◆ **Description of the task**
For this exercise, return only the lines in the records below from the one holding "Subject: blurred head" through the one holding "Subject: woman's white hair", including both, exactly as they appear and without pictures.

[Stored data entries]

--

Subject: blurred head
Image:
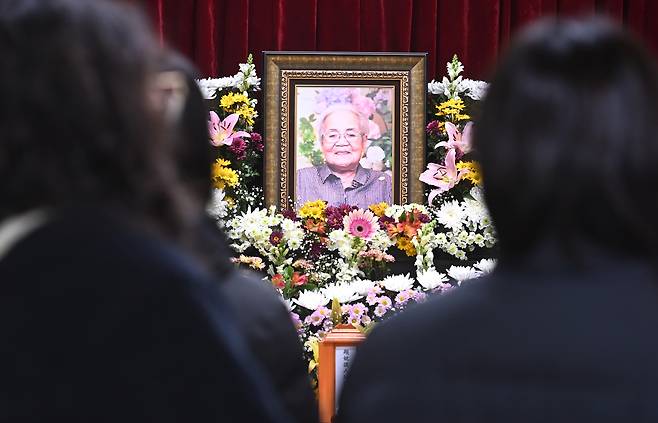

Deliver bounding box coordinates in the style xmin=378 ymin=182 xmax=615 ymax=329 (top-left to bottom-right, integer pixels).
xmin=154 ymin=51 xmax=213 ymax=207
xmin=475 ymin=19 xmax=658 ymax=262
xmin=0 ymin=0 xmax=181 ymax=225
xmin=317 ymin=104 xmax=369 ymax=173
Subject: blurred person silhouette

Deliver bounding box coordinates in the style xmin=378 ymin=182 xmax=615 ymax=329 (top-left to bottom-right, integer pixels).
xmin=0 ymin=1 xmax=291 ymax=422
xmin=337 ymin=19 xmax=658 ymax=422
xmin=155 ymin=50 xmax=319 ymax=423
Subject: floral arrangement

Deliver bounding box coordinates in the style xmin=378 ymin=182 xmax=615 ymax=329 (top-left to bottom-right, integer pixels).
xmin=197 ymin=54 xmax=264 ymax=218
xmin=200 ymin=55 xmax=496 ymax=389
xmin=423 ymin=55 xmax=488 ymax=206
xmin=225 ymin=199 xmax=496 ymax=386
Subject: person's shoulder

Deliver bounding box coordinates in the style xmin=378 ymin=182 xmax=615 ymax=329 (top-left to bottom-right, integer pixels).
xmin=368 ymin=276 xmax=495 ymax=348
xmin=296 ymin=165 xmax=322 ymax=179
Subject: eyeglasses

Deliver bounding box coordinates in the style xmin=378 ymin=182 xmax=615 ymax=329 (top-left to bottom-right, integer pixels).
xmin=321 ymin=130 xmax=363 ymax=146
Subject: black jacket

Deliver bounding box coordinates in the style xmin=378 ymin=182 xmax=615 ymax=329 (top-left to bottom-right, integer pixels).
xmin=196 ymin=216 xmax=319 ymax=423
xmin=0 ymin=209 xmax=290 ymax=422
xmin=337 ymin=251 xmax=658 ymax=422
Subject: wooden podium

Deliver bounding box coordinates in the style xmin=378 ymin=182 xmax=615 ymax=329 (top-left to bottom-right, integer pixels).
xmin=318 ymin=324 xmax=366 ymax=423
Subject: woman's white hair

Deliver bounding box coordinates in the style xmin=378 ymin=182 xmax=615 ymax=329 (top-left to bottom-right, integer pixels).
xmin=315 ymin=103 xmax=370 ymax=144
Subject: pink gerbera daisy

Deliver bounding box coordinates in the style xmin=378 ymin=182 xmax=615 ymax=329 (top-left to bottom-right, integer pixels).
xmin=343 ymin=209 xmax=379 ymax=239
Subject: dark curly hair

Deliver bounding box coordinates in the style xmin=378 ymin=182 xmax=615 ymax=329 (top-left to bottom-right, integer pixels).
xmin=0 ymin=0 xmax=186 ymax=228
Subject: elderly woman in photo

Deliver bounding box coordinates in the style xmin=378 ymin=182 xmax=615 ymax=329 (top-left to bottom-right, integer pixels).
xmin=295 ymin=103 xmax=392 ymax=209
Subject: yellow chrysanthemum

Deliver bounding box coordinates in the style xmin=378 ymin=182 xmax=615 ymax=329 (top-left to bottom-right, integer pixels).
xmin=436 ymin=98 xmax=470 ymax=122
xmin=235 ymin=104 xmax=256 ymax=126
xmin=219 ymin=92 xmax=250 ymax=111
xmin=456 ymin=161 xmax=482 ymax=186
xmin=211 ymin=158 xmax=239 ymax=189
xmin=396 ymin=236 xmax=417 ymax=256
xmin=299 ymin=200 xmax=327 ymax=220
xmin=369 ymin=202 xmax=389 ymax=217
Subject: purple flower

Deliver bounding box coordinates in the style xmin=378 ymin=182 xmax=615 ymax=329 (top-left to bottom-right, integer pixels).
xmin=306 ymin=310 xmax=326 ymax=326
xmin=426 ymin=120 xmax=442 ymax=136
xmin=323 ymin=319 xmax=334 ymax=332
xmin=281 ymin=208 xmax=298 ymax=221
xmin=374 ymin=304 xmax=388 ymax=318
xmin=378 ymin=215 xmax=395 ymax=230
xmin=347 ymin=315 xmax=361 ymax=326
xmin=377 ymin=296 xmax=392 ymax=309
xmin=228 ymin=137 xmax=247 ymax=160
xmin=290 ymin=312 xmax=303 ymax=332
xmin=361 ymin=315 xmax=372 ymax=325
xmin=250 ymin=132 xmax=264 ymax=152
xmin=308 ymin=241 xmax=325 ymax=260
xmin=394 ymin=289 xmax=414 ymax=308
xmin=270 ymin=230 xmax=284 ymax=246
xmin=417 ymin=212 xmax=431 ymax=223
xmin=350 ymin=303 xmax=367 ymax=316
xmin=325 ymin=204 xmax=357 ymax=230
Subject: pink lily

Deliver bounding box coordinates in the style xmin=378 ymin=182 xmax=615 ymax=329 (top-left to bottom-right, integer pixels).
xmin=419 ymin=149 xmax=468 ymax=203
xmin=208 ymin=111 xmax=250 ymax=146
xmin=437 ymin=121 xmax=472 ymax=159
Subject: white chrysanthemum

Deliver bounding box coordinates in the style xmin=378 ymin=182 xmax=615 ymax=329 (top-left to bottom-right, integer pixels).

--

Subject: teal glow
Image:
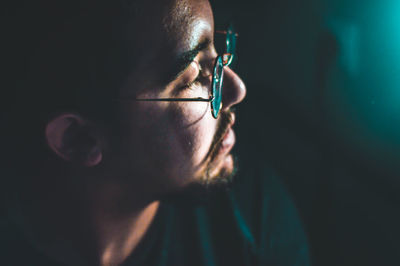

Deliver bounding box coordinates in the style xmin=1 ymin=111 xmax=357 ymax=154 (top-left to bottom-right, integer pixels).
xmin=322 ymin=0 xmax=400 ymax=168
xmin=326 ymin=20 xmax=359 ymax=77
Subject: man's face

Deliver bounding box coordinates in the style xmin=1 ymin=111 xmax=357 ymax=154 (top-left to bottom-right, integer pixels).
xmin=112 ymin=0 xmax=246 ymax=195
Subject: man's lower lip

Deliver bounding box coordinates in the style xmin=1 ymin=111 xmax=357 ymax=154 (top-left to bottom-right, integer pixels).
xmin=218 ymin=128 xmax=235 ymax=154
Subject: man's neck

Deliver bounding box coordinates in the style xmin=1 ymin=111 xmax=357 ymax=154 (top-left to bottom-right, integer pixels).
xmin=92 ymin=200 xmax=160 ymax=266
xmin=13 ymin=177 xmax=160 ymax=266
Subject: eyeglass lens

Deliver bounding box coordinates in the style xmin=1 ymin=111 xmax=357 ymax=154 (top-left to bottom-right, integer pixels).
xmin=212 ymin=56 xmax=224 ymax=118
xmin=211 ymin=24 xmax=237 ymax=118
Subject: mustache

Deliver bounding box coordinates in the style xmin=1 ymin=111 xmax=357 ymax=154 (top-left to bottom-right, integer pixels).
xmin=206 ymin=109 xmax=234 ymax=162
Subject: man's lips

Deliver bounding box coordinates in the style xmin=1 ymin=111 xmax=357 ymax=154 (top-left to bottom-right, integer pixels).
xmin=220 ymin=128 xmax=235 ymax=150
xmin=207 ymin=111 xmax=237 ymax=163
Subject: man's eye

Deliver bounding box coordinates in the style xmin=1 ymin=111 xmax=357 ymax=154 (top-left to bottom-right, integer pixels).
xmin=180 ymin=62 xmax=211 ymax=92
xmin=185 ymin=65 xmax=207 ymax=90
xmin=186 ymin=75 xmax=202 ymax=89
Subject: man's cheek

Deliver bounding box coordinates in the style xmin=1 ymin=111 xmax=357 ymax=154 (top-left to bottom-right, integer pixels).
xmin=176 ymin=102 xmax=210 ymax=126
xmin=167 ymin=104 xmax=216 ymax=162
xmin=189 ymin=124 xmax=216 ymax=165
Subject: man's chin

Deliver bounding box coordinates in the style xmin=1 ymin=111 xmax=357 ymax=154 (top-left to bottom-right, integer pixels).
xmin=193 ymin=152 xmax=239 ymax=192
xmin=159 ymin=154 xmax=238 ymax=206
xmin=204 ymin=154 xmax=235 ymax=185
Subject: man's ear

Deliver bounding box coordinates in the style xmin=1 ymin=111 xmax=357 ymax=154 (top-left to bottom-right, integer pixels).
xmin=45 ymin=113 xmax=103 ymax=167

--

◆ **Reply to the task**
Subject: blurred head
Image:

Deliver bounding box coordinates in the style xmin=378 ymin=182 xmax=615 ymax=329 (top-left to bottom-right, integer pixels).
xmin=154 ymin=51 xmax=213 ymax=207
xmin=475 ymin=19 xmax=658 ymax=262
xmin=0 ymin=0 xmax=181 ymax=225
xmin=317 ymin=104 xmax=369 ymax=173
Subject: blurred person silhouette

Deliver bounding box coordinates in the style xmin=378 ymin=182 xmax=615 ymax=329 (top-left to bottom-right, integer pixels).
xmin=0 ymin=1 xmax=291 ymax=422
xmin=337 ymin=19 xmax=658 ymax=422
xmin=155 ymin=50 xmax=319 ymax=423
Subject: floral arrangement

Deliver bounding box coordinates in the style xmin=378 ymin=182 xmax=615 ymax=329 (top-left to bottom-right, integer pixels).
xmin=197 ymin=54 xmax=264 ymax=218
xmin=200 ymin=55 xmax=496 ymax=389
xmin=423 ymin=55 xmax=488 ymax=206
xmin=225 ymin=199 xmax=496 ymax=386
Subject: person's shoulder

Deliver bounding box coordinates in the style xmin=378 ymin=182 xmax=615 ymax=329 (top-left to bottom-right, integer pixels).
xmin=368 ymin=276 xmax=495 ymax=348
xmin=296 ymin=165 xmax=322 ymax=179
Subject: eyeglasses

Deliver bounding box coordinates in the style xmin=378 ymin=182 xmax=615 ymax=329 (top-left to bottom-right, integer pixels).
xmin=321 ymin=130 xmax=363 ymax=146
Subject: black jacket

Deliver bounding box coordinates in the style xmin=378 ymin=182 xmax=615 ymax=329 (top-left to bottom-right, integer pixels).
xmin=196 ymin=216 xmax=319 ymax=423
xmin=0 ymin=209 xmax=290 ymax=422
xmin=337 ymin=251 xmax=658 ymax=422
Subject: wooden podium

Deliver bounding box coordinates in the style xmin=378 ymin=182 xmax=615 ymax=329 (top-left to bottom-right, integer pixels).
xmin=318 ymin=324 xmax=366 ymax=423
Subject: woman's white hair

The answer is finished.